■ **TEXT SEGMENT**:
At its Conference on February 20, 2015, the Court will consider petitions seeking review of issues such as tour-guide licensing requirements under the First Amendment, state laws banning false political speech, and mandatory minimum sentences under the Eighth Amendment.

This edition of “Petitions to watch” features petitions raising issues that Tom has determined to have a reasonable chance of being granted, although we post them here without consideration of whether they present appropriate vehicles in which to decide those issues.  Our policy is to include and disclose all cases in which Goldstein & Russell, P.C., whose attorneys contribute to this blog in various capacities, represents either a party or an amicus in the case, with the exception of the rare cases in which Goldstein & Russell represents the respondent(s) but does not appear on the briefs in the case.

14-619

Issue(s): Whether the Federal Circuit has erred in blocking all appellate review of United States Patent & Trademark Office (USPTO) decisions made under 35 U.S.C. §§ 312 and 315, when the only limit in the statute is in Section 314, which is expressly limited to decisions made “under this section” – thus giving the USPTO complete and unreviewable authority under these two sections to reject assertions that the agency previously erred in granting patents.

14-585

Issue(s): Whether New Orleans's tour-guide licensing requirements violate the First Amendment.

14-577

Issue(s): (1) Whether the standing requirements of Article III apply to all members of a class certified under Federal Rule of Civil Procedure 23; and (2) whether certifying a class under Rule 23(b)(3) is improper where individualized damages issues predominate, and where plaintiffs rely exclusively on aggregate damages models that calculate damages purportedly incurred by the class as a whole, rather than by individual class members.

14-554

Issue(s): (1) Whether a settlement agreement in a class action may waive all class members’ rights to pursue statutory remedies for the defendant's future violations of the federal antitrust laws, as a divided panel of the Eleventh Circuit held, or whether such a waiver is void because it violates the antitrust laws or public policy, as the Third, Fifth, Sixth, and Eighth Circuits have held, and as this Court stated in dicta in Mitsubishi Motors Corp. v. Soler Chrysler-Plymouth, Inc. and American Express Co. v. Italian Colors Restaurant; and (2) whether a federal antitrust cause of action can be asserted before the occurrence of the acts and injuries from which the cause of action arises, as a divided panel of the Eleventh Circuit held, or whether the cause of action accrues when the plaintiff is injured, as this Court held in Lawlor v. National Screen Service Corp. and Zenith Radio Corp. v. Hazeltine Research, Inc.

14-528

Issue(s): (1) Whether a police officer’s warrantless entry into a home is justified under the Fourth Amendment in responding to a 911 call for burglary, regardless of whether the suspected crime is classified as a felony or as a misdemeanor; and (2) whether a police officer is, alternatively, entitled to qualified immunity because it is not clearly established that the warrantless entry into a home in responding to a 911 call for burglary is limited to only a suspected crime classified as a felony.

14-491

Issue(s): Whether California’s enforcement of its labor and employment laws against motor carriers by means of a claim of unfair competition under the state’s Unfair Competition Law, Cal. Bus. & Prof. Code §§ 17200 et seq., is state regulation of competition between motor carriers that is preempted by the Federal Aviation Administration Authorization Act, 49 U.S.C. § 14501(c)(1), and therefore unconstitutional.

■ **RECORD EXCERPTS**:
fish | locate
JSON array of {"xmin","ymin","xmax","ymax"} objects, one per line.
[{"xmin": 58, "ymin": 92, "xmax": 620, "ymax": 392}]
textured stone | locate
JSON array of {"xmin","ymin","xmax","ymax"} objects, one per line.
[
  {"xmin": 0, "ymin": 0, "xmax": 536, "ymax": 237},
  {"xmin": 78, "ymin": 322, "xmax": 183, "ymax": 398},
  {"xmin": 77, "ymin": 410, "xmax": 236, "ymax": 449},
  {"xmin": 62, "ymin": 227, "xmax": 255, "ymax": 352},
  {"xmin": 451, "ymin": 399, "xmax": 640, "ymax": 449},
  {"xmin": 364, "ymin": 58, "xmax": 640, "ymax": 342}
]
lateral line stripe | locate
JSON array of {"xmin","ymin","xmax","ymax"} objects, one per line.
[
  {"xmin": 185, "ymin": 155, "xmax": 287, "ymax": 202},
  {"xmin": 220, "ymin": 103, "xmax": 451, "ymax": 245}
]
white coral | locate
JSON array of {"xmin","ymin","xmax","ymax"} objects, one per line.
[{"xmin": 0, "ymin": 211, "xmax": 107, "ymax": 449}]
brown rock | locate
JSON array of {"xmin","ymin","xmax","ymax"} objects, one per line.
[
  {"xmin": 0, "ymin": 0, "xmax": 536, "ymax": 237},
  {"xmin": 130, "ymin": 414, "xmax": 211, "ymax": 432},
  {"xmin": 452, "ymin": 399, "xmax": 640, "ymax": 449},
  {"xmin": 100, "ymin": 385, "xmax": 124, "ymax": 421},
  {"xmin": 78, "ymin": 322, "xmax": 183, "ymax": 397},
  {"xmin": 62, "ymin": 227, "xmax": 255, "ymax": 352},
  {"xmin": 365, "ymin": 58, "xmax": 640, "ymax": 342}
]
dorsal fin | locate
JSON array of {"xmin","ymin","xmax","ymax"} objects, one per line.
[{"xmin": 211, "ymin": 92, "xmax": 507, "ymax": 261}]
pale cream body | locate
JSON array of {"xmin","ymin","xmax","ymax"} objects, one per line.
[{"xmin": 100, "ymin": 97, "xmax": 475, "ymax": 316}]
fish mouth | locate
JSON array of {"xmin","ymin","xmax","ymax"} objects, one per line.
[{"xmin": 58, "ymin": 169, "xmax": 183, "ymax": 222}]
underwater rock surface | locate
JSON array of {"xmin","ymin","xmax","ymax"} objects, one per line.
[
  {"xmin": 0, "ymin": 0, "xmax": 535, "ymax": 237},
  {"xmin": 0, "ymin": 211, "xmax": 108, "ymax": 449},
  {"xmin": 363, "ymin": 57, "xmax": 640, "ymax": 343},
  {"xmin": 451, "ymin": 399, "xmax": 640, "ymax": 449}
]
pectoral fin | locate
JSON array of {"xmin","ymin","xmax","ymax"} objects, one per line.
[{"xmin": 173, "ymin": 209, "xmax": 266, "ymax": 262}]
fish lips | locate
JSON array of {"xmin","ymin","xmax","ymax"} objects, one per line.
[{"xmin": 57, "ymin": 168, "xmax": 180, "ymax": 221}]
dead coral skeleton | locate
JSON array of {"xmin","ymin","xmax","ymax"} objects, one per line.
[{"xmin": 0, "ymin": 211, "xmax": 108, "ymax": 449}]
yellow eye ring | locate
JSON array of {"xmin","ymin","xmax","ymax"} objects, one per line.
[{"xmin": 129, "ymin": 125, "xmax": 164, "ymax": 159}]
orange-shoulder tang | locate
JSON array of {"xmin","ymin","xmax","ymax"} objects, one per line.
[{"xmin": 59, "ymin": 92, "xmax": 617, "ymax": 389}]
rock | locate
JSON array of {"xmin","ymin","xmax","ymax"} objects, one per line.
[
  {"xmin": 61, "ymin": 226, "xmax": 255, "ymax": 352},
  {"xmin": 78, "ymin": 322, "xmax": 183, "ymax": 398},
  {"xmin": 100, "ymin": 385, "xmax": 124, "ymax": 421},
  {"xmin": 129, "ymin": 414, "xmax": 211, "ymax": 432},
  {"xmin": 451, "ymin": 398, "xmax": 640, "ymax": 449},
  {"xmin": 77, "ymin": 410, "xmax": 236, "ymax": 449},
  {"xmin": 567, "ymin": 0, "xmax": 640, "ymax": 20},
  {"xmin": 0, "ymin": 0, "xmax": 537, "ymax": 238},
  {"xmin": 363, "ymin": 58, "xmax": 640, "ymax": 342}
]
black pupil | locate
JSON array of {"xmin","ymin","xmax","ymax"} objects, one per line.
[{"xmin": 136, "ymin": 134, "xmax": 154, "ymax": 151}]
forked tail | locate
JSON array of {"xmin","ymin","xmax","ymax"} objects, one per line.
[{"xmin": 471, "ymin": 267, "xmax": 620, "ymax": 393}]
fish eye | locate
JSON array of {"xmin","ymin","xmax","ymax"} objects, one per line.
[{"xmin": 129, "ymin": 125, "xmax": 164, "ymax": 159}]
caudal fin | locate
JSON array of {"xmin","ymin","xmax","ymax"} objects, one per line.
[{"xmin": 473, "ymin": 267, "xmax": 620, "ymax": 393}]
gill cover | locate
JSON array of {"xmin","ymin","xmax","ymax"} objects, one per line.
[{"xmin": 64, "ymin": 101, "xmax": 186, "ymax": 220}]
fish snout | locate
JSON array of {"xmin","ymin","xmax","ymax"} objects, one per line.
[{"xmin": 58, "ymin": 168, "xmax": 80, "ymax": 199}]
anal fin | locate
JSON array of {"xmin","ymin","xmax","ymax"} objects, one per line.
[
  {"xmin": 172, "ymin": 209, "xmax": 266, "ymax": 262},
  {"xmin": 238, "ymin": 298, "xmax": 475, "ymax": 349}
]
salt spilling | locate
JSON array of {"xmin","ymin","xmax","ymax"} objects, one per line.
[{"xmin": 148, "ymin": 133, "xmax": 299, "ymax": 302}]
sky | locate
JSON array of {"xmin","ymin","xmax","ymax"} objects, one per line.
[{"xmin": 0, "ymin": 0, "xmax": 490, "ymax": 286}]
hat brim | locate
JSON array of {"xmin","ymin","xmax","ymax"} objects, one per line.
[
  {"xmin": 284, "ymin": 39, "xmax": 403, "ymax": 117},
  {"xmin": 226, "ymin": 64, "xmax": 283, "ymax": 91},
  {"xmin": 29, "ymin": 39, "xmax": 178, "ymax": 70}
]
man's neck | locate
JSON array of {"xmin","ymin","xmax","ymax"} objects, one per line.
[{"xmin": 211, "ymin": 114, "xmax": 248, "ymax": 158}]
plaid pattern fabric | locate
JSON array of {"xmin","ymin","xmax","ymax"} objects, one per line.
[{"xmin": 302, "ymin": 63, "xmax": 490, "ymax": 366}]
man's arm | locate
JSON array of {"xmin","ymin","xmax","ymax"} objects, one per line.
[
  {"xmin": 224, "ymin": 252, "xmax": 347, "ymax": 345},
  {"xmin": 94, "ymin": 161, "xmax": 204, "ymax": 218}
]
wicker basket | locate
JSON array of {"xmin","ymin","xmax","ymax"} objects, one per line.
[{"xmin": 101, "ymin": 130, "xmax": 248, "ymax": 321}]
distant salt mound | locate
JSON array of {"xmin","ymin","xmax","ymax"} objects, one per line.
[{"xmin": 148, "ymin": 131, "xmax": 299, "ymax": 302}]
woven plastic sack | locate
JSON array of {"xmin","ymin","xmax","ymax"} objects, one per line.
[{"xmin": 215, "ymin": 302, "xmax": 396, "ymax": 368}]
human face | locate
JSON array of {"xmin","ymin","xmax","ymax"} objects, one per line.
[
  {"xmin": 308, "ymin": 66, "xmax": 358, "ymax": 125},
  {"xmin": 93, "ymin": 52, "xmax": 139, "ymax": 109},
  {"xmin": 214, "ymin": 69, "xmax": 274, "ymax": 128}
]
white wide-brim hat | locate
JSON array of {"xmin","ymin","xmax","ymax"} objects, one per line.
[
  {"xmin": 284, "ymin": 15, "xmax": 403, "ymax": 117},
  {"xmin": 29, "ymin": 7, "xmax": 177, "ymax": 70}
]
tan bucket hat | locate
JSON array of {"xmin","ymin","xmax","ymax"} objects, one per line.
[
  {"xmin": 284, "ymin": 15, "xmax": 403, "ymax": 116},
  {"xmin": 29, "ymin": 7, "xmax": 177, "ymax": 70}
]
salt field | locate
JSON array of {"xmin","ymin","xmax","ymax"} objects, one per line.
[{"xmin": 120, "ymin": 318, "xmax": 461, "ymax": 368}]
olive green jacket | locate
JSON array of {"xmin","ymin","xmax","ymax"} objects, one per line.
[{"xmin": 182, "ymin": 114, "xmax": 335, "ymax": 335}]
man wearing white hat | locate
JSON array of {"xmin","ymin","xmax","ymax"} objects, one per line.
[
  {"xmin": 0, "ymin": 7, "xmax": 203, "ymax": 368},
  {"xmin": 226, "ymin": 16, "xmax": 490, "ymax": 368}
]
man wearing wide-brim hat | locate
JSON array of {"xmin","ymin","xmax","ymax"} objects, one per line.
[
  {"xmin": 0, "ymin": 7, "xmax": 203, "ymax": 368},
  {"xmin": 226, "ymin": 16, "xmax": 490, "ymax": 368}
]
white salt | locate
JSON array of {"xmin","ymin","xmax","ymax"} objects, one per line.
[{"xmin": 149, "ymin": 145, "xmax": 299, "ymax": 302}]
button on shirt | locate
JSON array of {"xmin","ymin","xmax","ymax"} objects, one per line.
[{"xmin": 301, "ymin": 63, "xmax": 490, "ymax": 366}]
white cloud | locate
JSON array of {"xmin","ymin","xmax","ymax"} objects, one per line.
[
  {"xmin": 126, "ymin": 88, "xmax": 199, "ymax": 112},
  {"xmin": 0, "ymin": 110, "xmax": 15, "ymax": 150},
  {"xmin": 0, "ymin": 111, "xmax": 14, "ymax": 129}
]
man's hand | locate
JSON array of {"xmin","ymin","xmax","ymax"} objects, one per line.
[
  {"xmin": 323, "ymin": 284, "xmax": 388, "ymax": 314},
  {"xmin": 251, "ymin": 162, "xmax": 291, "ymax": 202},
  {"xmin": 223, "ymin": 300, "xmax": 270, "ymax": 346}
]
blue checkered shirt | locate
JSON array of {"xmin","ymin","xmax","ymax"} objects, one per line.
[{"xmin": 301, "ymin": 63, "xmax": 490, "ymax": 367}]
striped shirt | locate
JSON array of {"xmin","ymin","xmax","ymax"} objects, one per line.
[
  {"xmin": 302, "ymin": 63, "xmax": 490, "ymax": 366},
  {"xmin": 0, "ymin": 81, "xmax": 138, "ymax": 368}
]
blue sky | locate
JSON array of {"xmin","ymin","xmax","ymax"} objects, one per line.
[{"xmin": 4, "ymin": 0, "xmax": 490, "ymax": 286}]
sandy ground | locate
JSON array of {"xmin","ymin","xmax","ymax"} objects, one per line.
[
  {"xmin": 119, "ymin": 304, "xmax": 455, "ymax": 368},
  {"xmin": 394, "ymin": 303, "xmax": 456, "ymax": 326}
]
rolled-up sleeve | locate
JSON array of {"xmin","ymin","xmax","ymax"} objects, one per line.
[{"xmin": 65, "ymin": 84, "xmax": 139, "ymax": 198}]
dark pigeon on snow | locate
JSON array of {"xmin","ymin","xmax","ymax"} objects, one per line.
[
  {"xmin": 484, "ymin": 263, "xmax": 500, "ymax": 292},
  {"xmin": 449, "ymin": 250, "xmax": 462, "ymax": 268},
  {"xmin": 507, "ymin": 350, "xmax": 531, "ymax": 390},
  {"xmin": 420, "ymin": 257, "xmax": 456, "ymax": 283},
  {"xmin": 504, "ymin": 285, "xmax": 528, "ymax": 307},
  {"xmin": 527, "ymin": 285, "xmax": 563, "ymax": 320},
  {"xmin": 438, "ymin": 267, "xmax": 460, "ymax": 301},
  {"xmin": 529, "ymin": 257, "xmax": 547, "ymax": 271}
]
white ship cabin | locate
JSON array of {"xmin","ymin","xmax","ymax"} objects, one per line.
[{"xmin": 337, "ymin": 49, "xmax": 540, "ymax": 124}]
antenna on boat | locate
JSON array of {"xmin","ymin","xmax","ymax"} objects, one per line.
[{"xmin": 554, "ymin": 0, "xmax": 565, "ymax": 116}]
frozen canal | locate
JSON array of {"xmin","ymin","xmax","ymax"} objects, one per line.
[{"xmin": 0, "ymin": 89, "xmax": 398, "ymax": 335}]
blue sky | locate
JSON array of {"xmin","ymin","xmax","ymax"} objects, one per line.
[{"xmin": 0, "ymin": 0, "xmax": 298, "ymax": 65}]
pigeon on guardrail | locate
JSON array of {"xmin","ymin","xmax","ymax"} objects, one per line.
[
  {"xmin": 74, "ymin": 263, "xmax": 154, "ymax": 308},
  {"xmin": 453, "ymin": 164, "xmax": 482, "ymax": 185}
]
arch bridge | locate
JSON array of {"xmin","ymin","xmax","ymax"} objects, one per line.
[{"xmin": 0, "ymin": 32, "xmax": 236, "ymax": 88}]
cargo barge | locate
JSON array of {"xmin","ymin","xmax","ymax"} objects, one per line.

■ **SHORT PROBLEM 1**:
Using the Supreme Court petitions text, answer each question below.
(a) On what date is the Court's Conference set?
(b) Whose tour-guide licensing requirements does petition 14-585 challenge?
(c) Which federal act does petition 14-491 name as possibly preempting California's enforcement of its labor and employment laws against motor carriers?
■ **SHORT PROBLEM 2**: Pick up the Supreme Court petitions text after its last sentence and continue it.

■ **WRITTEN REPLY 1**:
(a) February 20, 2015
(b) New Orleans's
(c) The Federal Aviation Administration Authorization Act, 49 U.S.C. § 14501(c)(1)

■ **WRITTEN REPLY 2**:
14-487

Issue(s): Whether a state-law action by Employee Retirement Income Security Act (ERISA) plan participants challenging a plan reimbursement provision is completely preempted by ERISA § 502(a)'s exclusive scheme for enforcing and clarifying plan terms.

14-456

Issue(s): Whether, when a court of appeals issues a general remand for resentencing, the district court may conduct resentencing de novo.

14-443

Issue(s): Whether a state statute banning false political speech is narrowly tailored to meet a compelling state interest when such ban covers both implicit and indirect claims of political support.

14-430

Issue(s): (1) What standards a federal habeas court should apply when reviewing a state court's determination that a constitutional error was harmless beyond a reasonable doubt under Chapman v. California; and (2) whether the Sixth Circuit erred by granting habeas relief based on its de novo review of the habeas petitioner’s claim and on its “grave doubts” over whether the alleged constitutional error influenced the jury's verdict.

14-392

Issue(s): Whether the judgment below should be vacated and the case remanded for further consideration in light of Burwell v. Hobby Lobby Stores, Inc. and Wheaton Coll. v. Burwell.

14-363

Issue(s): Whether the Age Discrimination in Employment Act, which forbids age-based discrimination against state and local government employees, precludes those employees from bringing a Section 1983 action to redress age discrimination that violates the Equal Protection Clause.

14-361

Issue(s): Whether a conspiracy to commit extortion requires that the conspirators agree to obtain property from someone outside the conspiracy.

14-354

Issue(s): (1) Whether a government policy expressly excluding “religious worship services” from a broadly open forum violates the Free Exercise Clause and Establishment Clause; and (2) whether a government policy expressly excluding “religious worship services” from a broadly open forum violates the Free Speech Clause.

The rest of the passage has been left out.